• [Exercise brief]: Please output exactly the run of lines that starts at the line with "woman in red" and ends at the last line of the records below.

:: Data for this task

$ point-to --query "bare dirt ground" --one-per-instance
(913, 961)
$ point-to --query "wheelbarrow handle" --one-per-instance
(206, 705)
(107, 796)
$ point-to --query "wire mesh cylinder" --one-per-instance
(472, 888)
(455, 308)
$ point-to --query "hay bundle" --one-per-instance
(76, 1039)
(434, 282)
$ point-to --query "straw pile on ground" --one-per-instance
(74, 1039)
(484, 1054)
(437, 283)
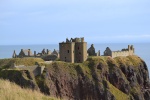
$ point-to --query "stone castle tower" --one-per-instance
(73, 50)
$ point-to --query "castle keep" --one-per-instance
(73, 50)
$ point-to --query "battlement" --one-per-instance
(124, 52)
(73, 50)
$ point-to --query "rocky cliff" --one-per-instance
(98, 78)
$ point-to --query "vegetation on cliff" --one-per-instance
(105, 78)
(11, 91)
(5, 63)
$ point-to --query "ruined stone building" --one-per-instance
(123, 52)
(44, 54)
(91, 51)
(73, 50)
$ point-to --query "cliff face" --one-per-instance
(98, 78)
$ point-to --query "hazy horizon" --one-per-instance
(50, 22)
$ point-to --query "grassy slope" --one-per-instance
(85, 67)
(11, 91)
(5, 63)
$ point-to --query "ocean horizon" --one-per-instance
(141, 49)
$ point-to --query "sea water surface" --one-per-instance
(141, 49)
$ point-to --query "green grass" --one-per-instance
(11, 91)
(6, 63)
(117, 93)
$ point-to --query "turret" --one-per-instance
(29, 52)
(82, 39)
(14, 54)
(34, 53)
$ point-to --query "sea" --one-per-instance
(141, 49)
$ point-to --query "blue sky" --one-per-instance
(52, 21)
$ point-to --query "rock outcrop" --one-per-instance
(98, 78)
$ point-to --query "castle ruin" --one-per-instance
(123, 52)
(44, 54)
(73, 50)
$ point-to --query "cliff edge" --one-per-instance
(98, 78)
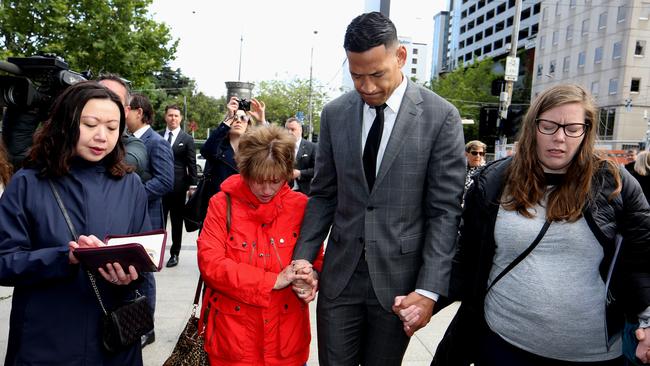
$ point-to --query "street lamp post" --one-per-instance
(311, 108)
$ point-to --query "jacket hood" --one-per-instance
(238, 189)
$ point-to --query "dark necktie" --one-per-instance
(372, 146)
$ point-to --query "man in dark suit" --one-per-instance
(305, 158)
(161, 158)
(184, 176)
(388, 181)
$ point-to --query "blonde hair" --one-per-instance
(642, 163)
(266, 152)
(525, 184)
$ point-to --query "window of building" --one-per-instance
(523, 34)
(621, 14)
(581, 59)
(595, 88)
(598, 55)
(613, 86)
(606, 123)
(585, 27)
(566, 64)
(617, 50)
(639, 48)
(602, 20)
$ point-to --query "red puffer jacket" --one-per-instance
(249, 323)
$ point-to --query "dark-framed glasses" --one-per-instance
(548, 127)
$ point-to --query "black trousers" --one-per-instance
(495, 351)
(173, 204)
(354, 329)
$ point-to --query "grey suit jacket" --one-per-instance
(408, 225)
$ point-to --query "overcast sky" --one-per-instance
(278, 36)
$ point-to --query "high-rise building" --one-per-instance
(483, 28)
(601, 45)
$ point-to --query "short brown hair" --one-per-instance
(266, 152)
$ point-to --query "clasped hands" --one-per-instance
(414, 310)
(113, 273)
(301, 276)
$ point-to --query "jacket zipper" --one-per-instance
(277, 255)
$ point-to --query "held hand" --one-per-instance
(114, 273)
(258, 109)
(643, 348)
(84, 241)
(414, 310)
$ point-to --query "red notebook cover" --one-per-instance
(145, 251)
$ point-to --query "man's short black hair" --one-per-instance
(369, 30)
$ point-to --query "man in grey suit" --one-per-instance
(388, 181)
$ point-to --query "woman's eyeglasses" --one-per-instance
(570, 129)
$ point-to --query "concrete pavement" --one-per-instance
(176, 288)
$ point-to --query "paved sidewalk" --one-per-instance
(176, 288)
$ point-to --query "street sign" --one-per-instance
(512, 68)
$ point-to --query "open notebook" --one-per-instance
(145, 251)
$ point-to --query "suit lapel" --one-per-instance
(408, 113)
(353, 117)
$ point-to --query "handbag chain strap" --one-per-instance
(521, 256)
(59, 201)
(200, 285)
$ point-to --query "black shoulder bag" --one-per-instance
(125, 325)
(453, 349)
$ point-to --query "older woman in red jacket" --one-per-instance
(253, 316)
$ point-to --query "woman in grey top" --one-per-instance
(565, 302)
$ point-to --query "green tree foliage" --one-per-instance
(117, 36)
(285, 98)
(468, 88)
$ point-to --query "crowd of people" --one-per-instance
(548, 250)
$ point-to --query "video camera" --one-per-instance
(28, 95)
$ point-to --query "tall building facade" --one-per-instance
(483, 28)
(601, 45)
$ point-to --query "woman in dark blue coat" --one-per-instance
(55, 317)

::::

• [Complete response]:
$ point-to --query "older woman in red jacket" --one-per-instance
(253, 316)
$ point-to --query "woman in grey top" --one-per-instance
(565, 302)
$ point-to --query "green tree foliage" --one-per-instance
(117, 36)
(285, 98)
(468, 88)
$ point-to --query "crowd of people" --one-per-instance
(548, 250)
$ point-to --query "video camera" --one-per-instance
(28, 95)
$ point-to --query "tall building facade" --one-per-instance
(483, 28)
(601, 45)
$ point-to --query "woman in dark blue coat" --one-per-instance
(55, 317)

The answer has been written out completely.